Outline annotation records
====================

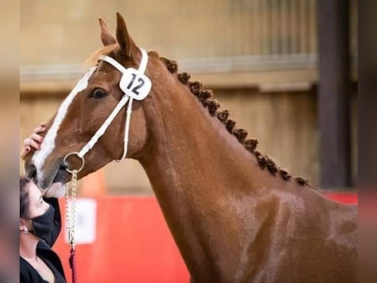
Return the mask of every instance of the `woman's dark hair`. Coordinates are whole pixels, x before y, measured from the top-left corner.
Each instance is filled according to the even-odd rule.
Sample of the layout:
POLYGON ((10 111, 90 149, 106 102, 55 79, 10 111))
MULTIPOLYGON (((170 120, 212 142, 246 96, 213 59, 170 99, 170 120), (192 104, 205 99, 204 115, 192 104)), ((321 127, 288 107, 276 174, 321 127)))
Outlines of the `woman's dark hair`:
POLYGON ((29 207, 29 186, 30 179, 26 177, 20 177, 20 217, 27 216, 29 207))

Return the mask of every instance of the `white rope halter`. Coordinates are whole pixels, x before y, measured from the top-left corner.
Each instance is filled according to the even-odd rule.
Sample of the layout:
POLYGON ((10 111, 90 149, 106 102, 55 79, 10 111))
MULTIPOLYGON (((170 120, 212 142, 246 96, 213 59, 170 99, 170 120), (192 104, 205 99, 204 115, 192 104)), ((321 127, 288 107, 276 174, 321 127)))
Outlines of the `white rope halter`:
MULTIPOLYGON (((124 147, 123 155, 120 159, 117 160, 120 162, 125 159, 127 154, 127 149, 128 143, 128 133, 129 131, 129 122, 132 113, 132 101, 134 99, 136 100, 143 100, 149 94, 152 87, 150 80, 144 74, 147 64, 148 62, 148 56, 147 52, 143 49, 140 49, 141 51, 142 59, 139 66, 139 69, 136 70, 133 68, 126 68, 119 64, 116 60, 106 56, 102 56, 99 60, 110 64, 122 73, 122 78, 119 82, 119 87, 125 94, 117 106, 113 110, 113 111, 109 115, 103 124, 97 130, 97 132, 92 137, 90 141, 82 148, 79 152, 72 152, 69 153, 64 157, 64 161, 66 158, 71 155, 77 155, 82 160, 82 165, 77 170, 80 171, 84 167, 84 156, 88 152, 93 148, 94 144, 97 142, 98 139, 102 137, 107 128, 114 119, 117 114, 126 105, 127 102, 128 105, 127 107, 126 118, 126 127, 125 129, 124 147)), ((72 173, 69 169, 67 170, 68 172, 72 173)))

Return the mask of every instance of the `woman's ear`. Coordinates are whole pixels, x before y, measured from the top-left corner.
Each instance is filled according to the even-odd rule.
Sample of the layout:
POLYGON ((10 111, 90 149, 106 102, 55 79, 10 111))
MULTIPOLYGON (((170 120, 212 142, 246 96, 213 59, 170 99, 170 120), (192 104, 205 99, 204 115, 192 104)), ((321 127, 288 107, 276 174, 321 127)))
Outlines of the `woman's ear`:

====================

→ Task details
Count how many lines of the material above contain the string "before", and reply with only that number.

→ Full output
3